-- EXERCISE --
Retype the material word for word.

-- MATERIALS PROVIDED --
============

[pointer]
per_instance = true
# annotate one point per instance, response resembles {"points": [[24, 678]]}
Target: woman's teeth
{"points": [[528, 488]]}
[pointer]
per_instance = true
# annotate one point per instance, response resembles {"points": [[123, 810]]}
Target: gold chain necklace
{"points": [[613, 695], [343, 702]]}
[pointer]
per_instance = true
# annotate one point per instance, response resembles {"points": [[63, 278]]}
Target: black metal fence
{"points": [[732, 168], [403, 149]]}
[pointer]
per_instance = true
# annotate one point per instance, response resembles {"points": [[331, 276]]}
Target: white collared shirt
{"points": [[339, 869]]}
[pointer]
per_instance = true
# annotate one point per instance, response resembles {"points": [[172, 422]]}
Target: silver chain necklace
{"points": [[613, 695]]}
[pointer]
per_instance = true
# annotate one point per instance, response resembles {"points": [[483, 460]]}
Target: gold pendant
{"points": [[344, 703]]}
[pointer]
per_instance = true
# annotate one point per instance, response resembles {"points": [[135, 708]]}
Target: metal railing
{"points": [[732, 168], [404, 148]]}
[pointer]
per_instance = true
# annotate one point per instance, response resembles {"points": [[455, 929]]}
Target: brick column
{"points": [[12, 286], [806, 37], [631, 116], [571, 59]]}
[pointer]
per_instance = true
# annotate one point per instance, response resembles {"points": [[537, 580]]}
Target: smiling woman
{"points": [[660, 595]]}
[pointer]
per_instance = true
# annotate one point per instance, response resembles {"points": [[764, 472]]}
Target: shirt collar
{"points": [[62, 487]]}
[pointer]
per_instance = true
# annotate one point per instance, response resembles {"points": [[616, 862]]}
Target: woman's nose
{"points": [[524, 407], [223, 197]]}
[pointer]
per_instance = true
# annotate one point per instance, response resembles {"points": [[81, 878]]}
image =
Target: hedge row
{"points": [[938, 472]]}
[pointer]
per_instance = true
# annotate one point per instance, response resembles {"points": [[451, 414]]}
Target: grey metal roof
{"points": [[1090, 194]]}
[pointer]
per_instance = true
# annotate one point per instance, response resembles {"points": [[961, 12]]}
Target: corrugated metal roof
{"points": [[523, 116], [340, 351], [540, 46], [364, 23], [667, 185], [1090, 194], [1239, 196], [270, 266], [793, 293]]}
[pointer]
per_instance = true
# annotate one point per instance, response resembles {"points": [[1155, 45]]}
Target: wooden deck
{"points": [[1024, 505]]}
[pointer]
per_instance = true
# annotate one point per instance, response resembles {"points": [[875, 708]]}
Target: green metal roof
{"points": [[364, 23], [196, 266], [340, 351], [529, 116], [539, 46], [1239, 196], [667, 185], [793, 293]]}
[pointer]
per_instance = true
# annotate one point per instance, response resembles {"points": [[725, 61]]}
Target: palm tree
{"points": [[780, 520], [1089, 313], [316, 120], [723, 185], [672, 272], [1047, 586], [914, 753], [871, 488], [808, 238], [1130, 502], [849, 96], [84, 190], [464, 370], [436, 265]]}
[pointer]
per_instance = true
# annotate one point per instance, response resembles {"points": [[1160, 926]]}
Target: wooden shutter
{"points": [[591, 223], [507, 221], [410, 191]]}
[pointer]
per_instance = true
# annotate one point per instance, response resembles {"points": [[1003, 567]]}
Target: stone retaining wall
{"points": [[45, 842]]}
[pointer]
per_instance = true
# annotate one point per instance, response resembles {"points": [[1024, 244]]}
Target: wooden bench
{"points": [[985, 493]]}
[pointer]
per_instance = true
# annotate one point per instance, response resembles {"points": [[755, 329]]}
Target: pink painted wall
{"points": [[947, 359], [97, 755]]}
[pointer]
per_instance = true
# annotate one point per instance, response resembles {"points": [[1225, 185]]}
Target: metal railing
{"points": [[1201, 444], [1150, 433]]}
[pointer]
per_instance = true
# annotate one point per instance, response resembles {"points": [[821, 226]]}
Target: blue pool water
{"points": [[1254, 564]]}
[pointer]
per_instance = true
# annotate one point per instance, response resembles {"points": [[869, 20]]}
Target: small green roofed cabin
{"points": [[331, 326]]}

============

-- REPLY TO THE EXERCISE --
[pointer]
per_instance = true
# annotate one point per instance, response resembles {"points": [[24, 678]]}
Target: woman's teeth
{"points": [[528, 488]]}
[pointer]
per_instance = true
# annotate one point per instance, response resembles {"points": [[123, 810]]}
Target: gold chain necklace
{"points": [[613, 695], [343, 702]]}
[pointer]
per_instance = true
# annotate one point per instance, response resembles {"points": [[63, 278]]}
Target: black metal fence
{"points": [[732, 168], [403, 149]]}
[pointer]
per_instance = true
# annotate one point per instance, response resembles {"points": [[331, 276]]}
Target: white collared shirt
{"points": [[339, 869]]}
[pointer]
per_instance = true
# annotate one point per instance, response resembles {"points": [[172, 422]]}
Target: silver chain necklace
{"points": [[613, 695]]}
[pointer]
per_instance = true
# annotate one point per instance, response resembles {"points": [[483, 460]]}
Target: gold pendant
{"points": [[344, 703]]}
[pointer]
per_instance = true
# annotate one point per instance, response resembles {"points": [[135, 708]]}
Target: metal railing
{"points": [[732, 168], [404, 148]]}
[pointer]
per_instance = true
# annotate one point per instance, response resembles {"points": [[455, 929]]}
Target: brick column
{"points": [[12, 286], [806, 37], [631, 116], [571, 59]]}
[pointer]
per_instance = true
# annotate one point per instance, response resembles {"points": [[537, 580]]}
Target: smiling woman
{"points": [[660, 595]]}
[pointer]
per_instance = true
# annotate one point per instance, response resembles {"points": [[764, 472]]}
Target: shirt collar
{"points": [[62, 487]]}
[pointer]
per_instance = true
# annotate one point per instance, response resembles {"points": [[616, 862]]}
Target: woman's nose
{"points": [[524, 407], [223, 197]]}
[pointer]
per_instance = true
# annotate one point per instance, response resembles {"points": [[81, 878]]}
image =
Target: hedge row
{"points": [[938, 472]]}
[pointer]
per_instance = true
# annotate one point per instance, response resembles {"points": [[451, 414]]}
Target: grey metal roof
{"points": [[1090, 194]]}
[pointer]
per_instance = true
# annotate one point per instance, response resembles {"points": [[961, 12]]}
Target: corrugated metal roof
{"points": [[523, 116], [340, 351], [540, 46], [364, 23], [667, 185], [1090, 194], [1239, 196], [270, 266], [793, 293]]}
[pointer]
per_instance = true
# annotate one point per instance, response resembles {"points": [[1155, 45]]}
Target: wooden deck
{"points": [[1024, 505]]}
[pointer]
per_instance = true
# annotate one point per instance, response resembles {"points": [[875, 708]]}
Target: green metal roof
{"points": [[364, 23], [196, 266], [340, 351], [529, 116], [539, 46], [1239, 196], [667, 185], [793, 293]]}
[pointer]
per_instance = true
# annotate one point per instance, response resembles {"points": [[725, 61]]}
Target: palm tree
{"points": [[780, 520], [1089, 313], [316, 120], [723, 185], [672, 272], [1047, 586], [914, 753], [871, 488], [808, 238], [1130, 502], [849, 96], [84, 190], [464, 370], [436, 265]]}
[pointer]
per_instance = true
# annotate one point per instance, response resembles {"points": [[1160, 926]]}
Target: wooden shutter
{"points": [[591, 223], [507, 221], [410, 191]]}
[pointer]
per_instance = true
# annotate one point per instance, response resembles {"points": [[1003, 567]]}
Target: stone retaining wall
{"points": [[45, 842]]}
[pointer]
per_instance = true
# annotate one point per instance, response resembles {"points": [[1024, 244]]}
Target: wooden bench
{"points": [[985, 493]]}
[pointer]
per_instance = true
# annotate one point per instance, response resembles {"points": [[755, 329]]}
Target: pink painted wall
{"points": [[947, 359], [97, 755]]}
[pointer]
per_instance = true
# annotate one point per instance, response resembles {"points": [[1225, 185]]}
Target: metal railing
{"points": [[1201, 444], [1150, 433]]}
[pointer]
per_instance = true
# annotate one point per instance, response resembles {"points": [[821, 226]]}
Target: blue pool water
{"points": [[1254, 564]]}
[pointer]
per_instance = true
# annotate one point per instance, response resembles {"points": [[869, 20]]}
Target: small green roofed cabin
{"points": [[331, 326]]}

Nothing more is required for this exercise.